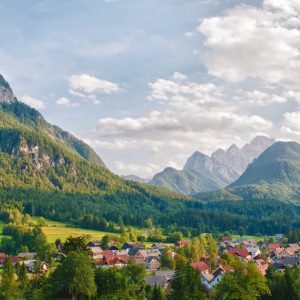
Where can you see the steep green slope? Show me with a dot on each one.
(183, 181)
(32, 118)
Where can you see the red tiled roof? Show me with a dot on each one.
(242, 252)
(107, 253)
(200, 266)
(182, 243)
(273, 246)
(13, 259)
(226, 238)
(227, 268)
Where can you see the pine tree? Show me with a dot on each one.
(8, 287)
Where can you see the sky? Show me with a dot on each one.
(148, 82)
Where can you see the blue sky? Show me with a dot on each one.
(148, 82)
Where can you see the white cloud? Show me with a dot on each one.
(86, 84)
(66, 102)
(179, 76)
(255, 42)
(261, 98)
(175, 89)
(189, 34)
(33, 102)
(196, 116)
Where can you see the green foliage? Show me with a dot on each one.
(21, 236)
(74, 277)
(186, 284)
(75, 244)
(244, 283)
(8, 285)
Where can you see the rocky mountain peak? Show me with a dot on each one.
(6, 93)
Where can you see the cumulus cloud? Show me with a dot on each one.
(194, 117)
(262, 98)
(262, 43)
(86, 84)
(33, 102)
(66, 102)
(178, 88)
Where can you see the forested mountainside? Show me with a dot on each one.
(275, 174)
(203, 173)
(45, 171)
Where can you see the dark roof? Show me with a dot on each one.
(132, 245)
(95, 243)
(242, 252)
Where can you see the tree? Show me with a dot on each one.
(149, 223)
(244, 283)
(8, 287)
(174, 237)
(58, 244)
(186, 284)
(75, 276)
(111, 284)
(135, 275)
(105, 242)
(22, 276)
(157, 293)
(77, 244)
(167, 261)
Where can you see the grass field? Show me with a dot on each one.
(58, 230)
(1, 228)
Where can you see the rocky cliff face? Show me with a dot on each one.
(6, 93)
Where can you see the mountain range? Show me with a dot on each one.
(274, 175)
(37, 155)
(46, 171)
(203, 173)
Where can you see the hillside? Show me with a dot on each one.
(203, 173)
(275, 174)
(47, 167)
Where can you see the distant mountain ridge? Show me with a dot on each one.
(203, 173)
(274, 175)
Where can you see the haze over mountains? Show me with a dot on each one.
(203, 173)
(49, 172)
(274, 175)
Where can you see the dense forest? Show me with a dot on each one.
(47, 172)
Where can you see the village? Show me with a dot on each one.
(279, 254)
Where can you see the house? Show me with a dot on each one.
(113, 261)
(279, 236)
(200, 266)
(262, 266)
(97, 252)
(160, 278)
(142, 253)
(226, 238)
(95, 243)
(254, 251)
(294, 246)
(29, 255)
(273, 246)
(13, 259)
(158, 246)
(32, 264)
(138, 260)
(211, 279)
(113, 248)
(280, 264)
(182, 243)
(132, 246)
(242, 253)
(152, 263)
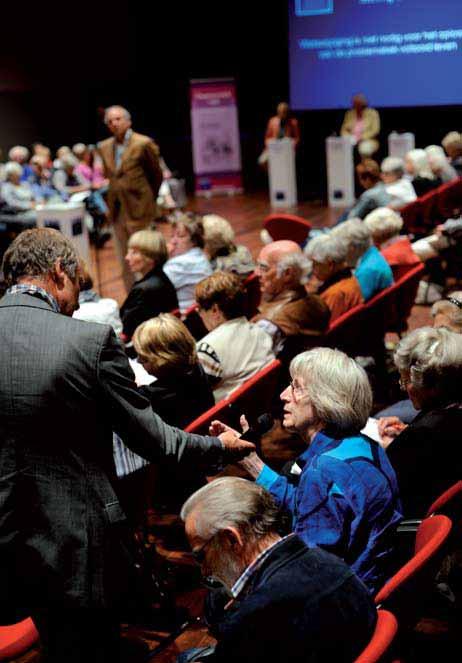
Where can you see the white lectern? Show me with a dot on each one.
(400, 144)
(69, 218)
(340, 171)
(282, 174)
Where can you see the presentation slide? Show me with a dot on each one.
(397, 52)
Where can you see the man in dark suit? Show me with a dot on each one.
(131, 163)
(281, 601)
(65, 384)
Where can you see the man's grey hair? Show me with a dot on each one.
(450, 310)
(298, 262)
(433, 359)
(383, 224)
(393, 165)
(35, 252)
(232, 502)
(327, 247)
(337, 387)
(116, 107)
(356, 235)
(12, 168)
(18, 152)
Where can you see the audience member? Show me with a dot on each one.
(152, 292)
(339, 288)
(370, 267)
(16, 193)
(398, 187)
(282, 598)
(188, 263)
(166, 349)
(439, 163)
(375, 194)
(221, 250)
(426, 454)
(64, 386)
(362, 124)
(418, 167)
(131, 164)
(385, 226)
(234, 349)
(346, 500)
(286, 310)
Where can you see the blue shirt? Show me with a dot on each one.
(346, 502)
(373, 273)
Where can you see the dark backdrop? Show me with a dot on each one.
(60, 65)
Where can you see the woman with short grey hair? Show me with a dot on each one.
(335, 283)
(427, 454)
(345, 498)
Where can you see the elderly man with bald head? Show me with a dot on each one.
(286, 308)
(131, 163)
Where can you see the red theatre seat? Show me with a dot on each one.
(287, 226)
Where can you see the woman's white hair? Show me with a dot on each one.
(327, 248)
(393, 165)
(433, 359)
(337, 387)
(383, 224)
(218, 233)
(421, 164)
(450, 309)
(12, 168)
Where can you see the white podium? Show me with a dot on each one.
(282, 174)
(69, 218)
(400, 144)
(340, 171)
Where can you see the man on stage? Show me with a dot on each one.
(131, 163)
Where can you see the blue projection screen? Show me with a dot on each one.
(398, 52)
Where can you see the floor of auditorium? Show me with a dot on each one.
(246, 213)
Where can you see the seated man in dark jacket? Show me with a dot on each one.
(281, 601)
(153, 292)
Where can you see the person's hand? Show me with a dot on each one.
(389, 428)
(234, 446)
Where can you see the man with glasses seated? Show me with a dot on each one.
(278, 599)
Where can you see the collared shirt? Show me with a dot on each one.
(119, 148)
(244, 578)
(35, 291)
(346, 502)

■ ■ ■

Return all of the data exactly as written, and drop the pictures.

Where can you see the steep green slope? Show me with a dot on each one.
(183, 181)
(32, 118)
Where can you see the red tiled roof? Show me with a dot on each one.
(242, 252)
(107, 253)
(200, 266)
(182, 243)
(273, 246)
(13, 259)
(226, 238)
(227, 268)
Where can you see the pine tree? Show me with a dot on each one.
(8, 287)
Where can you see the sky? Show me with a dot on each one.
(148, 82)
Where can you see the blue sky? Show me with a dot on each one.
(148, 82)
Where can you see the white cloud? Show me with a dot on each one.
(86, 84)
(66, 102)
(179, 76)
(255, 42)
(261, 98)
(175, 89)
(189, 34)
(33, 102)
(196, 116)
Where can you see the green foliage? Show me with a dot on each one.
(21, 236)
(74, 277)
(186, 284)
(75, 244)
(244, 283)
(8, 285)
Where can you see the rocky mountain peak? Show me with a dot on each one.
(6, 93)
Where can you see the cumulus cloud? Show me with a dot on each one.
(194, 117)
(262, 98)
(262, 43)
(86, 84)
(33, 102)
(66, 102)
(178, 88)
Where can you see the forested mountainside? Show me with a dot on each one.
(275, 174)
(203, 173)
(45, 171)
Where can you see the dark roof? Show me with a dot on each one.
(132, 245)
(95, 243)
(242, 252)
Where can you see the tree? Show me with a dot on each one.
(149, 223)
(244, 283)
(8, 287)
(174, 237)
(58, 244)
(186, 284)
(75, 276)
(111, 284)
(135, 275)
(105, 242)
(22, 276)
(157, 293)
(77, 244)
(167, 261)
Where can you see the grass field? Show me with a dot on each one.
(58, 230)
(1, 228)
Where can you see the rocky cliff face? Show me with a dot on each one.
(6, 93)
Where can you see the mountain range? Show me with a dot on each one.
(274, 175)
(37, 155)
(46, 171)
(203, 173)
Where can you see the hillside? Show me with a dot on each one.
(203, 173)
(275, 174)
(47, 167)
Where can you see the distant mountain ridge? Show me with a dot on each one.
(203, 173)
(274, 175)
Where can you see the haze over mountains? Show me with a dot on each one.
(203, 173)
(49, 172)
(274, 175)
Where can you see the dense forest? Show me with a dot on each one.
(47, 172)
Where can you see the village? Show me with a dot on each one.
(279, 254)
Where can you see the house? Show me with a dot on each one.
(113, 261)
(279, 236)
(200, 266)
(262, 266)
(97, 252)
(160, 278)
(142, 253)
(226, 238)
(95, 243)
(254, 251)
(294, 246)
(29, 255)
(273, 246)
(13, 259)
(158, 246)
(32, 264)
(138, 260)
(211, 279)
(113, 248)
(280, 264)
(182, 243)
(132, 246)
(242, 253)
(152, 263)
Where can you see the white lectern? Show me with a dot on each one.
(400, 144)
(69, 218)
(340, 171)
(282, 174)
Where can you see the presentation slide? Show me with a dot on each one.
(397, 52)
Where can you see the man in dark suit? Show me with a dot on each one.
(131, 163)
(281, 601)
(65, 384)
Where can you see the man's grey hair? Show me with a dot on each one.
(450, 310)
(298, 262)
(433, 359)
(383, 224)
(393, 165)
(35, 252)
(232, 502)
(327, 247)
(337, 387)
(116, 107)
(356, 235)
(12, 168)
(18, 152)
Where can you see the audience member? Show me with a dot on each one.
(152, 292)
(339, 288)
(370, 267)
(16, 193)
(398, 187)
(282, 598)
(188, 263)
(166, 349)
(439, 163)
(375, 194)
(221, 250)
(426, 454)
(64, 386)
(362, 124)
(418, 167)
(131, 164)
(385, 226)
(234, 349)
(346, 500)
(286, 310)
Where can you see the blue shirt? Show me with a dot on each one.
(346, 502)
(373, 273)
Where can you see the dark backdrop? Show me with a dot on each one.
(60, 65)
Where can you see the woman with short grey hair? Show me with a dot on each one.
(335, 283)
(427, 454)
(345, 498)
Where can you see the elderly man with bald head? Show me with a dot on each one.
(286, 308)
(131, 163)
Where can you see the red theatre seat? Show me with a dot on each one.
(287, 226)
Where can you see the woman's white hair? Show me with a dot on each one.
(327, 248)
(393, 165)
(433, 359)
(337, 387)
(383, 224)
(218, 233)
(421, 164)
(450, 309)
(12, 168)
Where can you see the white podium? Show me with a dot on each one.
(282, 174)
(69, 218)
(400, 144)
(340, 171)
Where can you see the man on stage? Show me with a dot on each one.
(131, 163)
Where can you see the blue projection screen? Show me with a dot on each one.
(398, 52)
Where can you see the floor of auditorium? Show me with a dot on each one.
(246, 213)
Where can you see the seated man in dark jacket? Show me with a dot on each one.
(281, 601)
(153, 292)
Where can you see the person's hand? Show me with a dot on each one.
(389, 428)
(234, 446)
Where can you see the man with glasses seated? Show me with a dot on each one.
(278, 599)
Where can you see the collared shirt? Show me with a dot on each one.
(119, 148)
(244, 578)
(35, 291)
(346, 502)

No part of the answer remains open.